→ Task description
From the first line to the last, print the data exactly.

↓↓↓

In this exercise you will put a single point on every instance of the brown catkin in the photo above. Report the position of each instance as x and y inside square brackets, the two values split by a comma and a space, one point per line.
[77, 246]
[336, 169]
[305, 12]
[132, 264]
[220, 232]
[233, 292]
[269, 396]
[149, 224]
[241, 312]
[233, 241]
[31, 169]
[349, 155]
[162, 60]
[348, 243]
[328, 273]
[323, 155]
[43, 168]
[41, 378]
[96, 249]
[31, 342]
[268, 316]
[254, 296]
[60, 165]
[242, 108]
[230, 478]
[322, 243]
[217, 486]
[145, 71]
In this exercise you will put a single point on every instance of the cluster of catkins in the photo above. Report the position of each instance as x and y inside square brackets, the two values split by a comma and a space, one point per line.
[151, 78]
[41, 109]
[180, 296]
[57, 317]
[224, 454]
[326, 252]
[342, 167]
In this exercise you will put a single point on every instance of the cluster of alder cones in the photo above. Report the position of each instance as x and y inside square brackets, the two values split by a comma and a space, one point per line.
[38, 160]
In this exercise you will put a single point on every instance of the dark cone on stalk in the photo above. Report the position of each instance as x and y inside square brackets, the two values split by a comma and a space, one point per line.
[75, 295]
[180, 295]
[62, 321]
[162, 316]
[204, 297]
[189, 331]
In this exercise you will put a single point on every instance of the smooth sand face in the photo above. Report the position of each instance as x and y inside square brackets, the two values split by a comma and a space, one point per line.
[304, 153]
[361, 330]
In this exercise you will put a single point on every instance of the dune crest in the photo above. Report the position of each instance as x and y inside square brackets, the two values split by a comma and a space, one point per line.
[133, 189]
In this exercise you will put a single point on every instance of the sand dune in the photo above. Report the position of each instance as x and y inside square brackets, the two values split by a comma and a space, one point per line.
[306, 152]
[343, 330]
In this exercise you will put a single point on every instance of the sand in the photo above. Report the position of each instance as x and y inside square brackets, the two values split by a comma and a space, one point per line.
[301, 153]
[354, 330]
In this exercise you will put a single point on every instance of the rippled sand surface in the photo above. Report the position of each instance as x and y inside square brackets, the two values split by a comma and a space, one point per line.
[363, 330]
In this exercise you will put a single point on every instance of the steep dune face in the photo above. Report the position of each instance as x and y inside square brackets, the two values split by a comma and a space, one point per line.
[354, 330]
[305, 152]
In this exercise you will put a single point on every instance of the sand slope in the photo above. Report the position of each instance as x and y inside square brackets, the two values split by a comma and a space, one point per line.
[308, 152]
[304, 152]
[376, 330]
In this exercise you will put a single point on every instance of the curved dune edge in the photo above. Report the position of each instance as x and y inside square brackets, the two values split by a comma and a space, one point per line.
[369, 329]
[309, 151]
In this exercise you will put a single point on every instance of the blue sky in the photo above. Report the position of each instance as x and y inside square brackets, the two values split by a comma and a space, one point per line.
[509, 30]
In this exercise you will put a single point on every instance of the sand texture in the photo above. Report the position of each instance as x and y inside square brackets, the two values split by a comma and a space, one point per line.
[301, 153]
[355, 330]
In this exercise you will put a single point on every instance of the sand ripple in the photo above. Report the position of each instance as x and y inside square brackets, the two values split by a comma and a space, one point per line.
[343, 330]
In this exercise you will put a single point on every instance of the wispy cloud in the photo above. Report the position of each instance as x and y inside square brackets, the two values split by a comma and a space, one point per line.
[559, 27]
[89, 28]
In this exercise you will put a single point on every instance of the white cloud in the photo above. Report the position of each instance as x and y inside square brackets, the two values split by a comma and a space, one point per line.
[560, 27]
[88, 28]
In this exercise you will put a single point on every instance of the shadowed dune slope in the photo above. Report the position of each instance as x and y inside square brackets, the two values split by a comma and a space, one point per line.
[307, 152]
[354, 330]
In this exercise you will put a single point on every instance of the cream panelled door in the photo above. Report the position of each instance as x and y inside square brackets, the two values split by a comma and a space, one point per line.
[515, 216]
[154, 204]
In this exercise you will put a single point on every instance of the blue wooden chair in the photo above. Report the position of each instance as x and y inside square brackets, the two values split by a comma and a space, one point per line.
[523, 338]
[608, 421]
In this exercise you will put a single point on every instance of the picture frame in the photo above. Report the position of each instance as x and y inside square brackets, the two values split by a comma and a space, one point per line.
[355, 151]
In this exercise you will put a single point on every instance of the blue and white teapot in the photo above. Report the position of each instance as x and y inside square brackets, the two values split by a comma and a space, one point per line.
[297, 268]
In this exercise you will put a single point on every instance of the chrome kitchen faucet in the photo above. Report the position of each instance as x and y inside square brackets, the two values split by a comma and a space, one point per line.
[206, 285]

↑↑↑

→ Exercise output
In this exercise you will put a single point on every instance of the brown catkin in the photo above. Report the position of each instance as x and y inside square brackets, the two values split by a comma and a space, one point per line.
[77, 246]
[336, 169]
[305, 12]
[132, 264]
[220, 232]
[233, 292]
[269, 396]
[149, 224]
[241, 312]
[233, 241]
[31, 169]
[349, 155]
[162, 60]
[348, 243]
[328, 273]
[323, 155]
[43, 168]
[41, 378]
[96, 249]
[31, 342]
[268, 316]
[254, 296]
[60, 165]
[242, 108]
[230, 478]
[322, 243]
[217, 486]
[145, 71]
In this exercise you will put a single point on every instance of the cluster of catkins in the photo above. Report the position of each instance as x and y inside square brackets, the two values split by a comma and a space, one point per line.
[151, 78]
[41, 109]
[180, 296]
[57, 317]
[224, 454]
[326, 252]
[342, 167]
In this exercise you will put a single point on every instance of the cluster of alder cones in the photo above. Report the position of each instance as x and y inside square brackets, the two values split by a comma and a space, one point per line.
[38, 160]
In this exercise you will put a single point on every instance of the dark cone on stalk in the photo above. Report the position of each instance as x and y inside square brackets, the two values split by a comma and a space, one point per line.
[75, 295]
[180, 295]
[62, 321]
[162, 316]
[204, 297]
[189, 331]
In this exercise you will put a single point on every instance of the smooth sand face in the photo above. Report the position of each instance as x and y inside square brackets, the two values split by a comma and a space, one point per line.
[304, 153]
[361, 330]
In this exercise you will put a single point on every instance of the dune crest in the photo above. Report the position of each instance as x and y inside square brackets, the two values split by a comma and a space, one point per line.
[133, 189]
In this exercise you will put a single point on every instance of the sand dune in the photo above. Report the position of each instance as x and y inside square brackets, the two values split by a comma and a space, one point per line.
[306, 152]
[343, 330]
In this exercise you will put a single point on every instance of the sand in the photo above. Report the position of each instance as x and y inside square brackets, the two values split by a comma and a space, one point per line.
[301, 153]
[354, 330]
In this exercise you will put a single point on every instance of the rippled sand surface in the photo above. Report the position of each instance as x and y inside square brackets, the two values split by a comma and a space, one point per line.
[363, 330]
In this exercise you will put a single point on every instance of the steep dune face in the photo above. Report the position of each instance as x and y inside square brackets, the two values split by a comma and a space, one point per line.
[354, 330]
[305, 152]
In this exercise you will put a single point on every instance of the sand slope in the photo above. Report the position of each instance as x and y inside square brackets, the two values split by a comma and a space, one point per line.
[308, 152]
[304, 152]
[376, 330]
In this exercise you will put a single point on every instance of the curved dune edge in the photo above. Report the position of each instance as x and y inside square brackets, the two values split by a comma and a space, one point per line.
[369, 329]
[309, 151]
In this exercise you will put a single point on every instance of the blue sky in the photo above. Report the position of each instance as x and y inside square brackets, the two values split by a comma and a space, one point per line.
[509, 30]
In this exercise you will put a single point on every instance of the sand texture in the photo above. Report the position of each instance as x and y inside square brackets, the two values split by a comma and a space, one point per line.
[301, 153]
[355, 330]
In this exercise you will put a single point on every instance of the sand ripple in the photo above. Report the position of each instance as x and y inside square brackets, the two values split by a comma and a space, one point per line.
[343, 330]
In this exercise you will put a single point on every instance of the wispy cloud in the photo above. Report the position of each instance as x and y inside square brackets, the two values split by a comma and a space, one point per line.
[559, 27]
[89, 28]
In this exercise you will put a single point on every instance of the white cloud in the photo above. Report the position of each instance as x and y inside square brackets, the two values split by a comma and a space, one point per line.
[560, 27]
[88, 28]
In this exercise you will put a single point on every instance of the shadowed dune slope in the photo above. Report the position of each instance as x and y inside square brackets, the two values split by a comma and a space, one point per line.
[307, 152]
[354, 330]
In this exercise you will put a single point on every instance of the cream panelled door in the photo above. Report the position of each instance as x and y inside square brackets, the two values split by a comma and a space, one point per line.
[515, 216]
[154, 204]
In this exercise you will put a single point on every instance of the blue wooden chair in the photo above. Report the position of each instance as x and y inside square brackets, the two values split by a comma and a space, one point per line.
[523, 338]
[608, 421]
In this exercise you will put a single point on every instance of the picture frame in the photo above. Report the position of each instance as x and y inside square brackets, the two values split by a comma and a space, one point per line.
[355, 151]
In this exercise you will put a single point on every instance of the blue and white teapot in the photo above. Report the position of each instance as x and y inside square brackets, the two values split by a comma and a space, one point per line.
[297, 268]
In this exercise you will put a single point on every instance of the chrome kitchen faucet in the photo above. Report the position of each instance as x and y inside square brackets, the two values split by a comma and a space, one point per line.
[206, 285]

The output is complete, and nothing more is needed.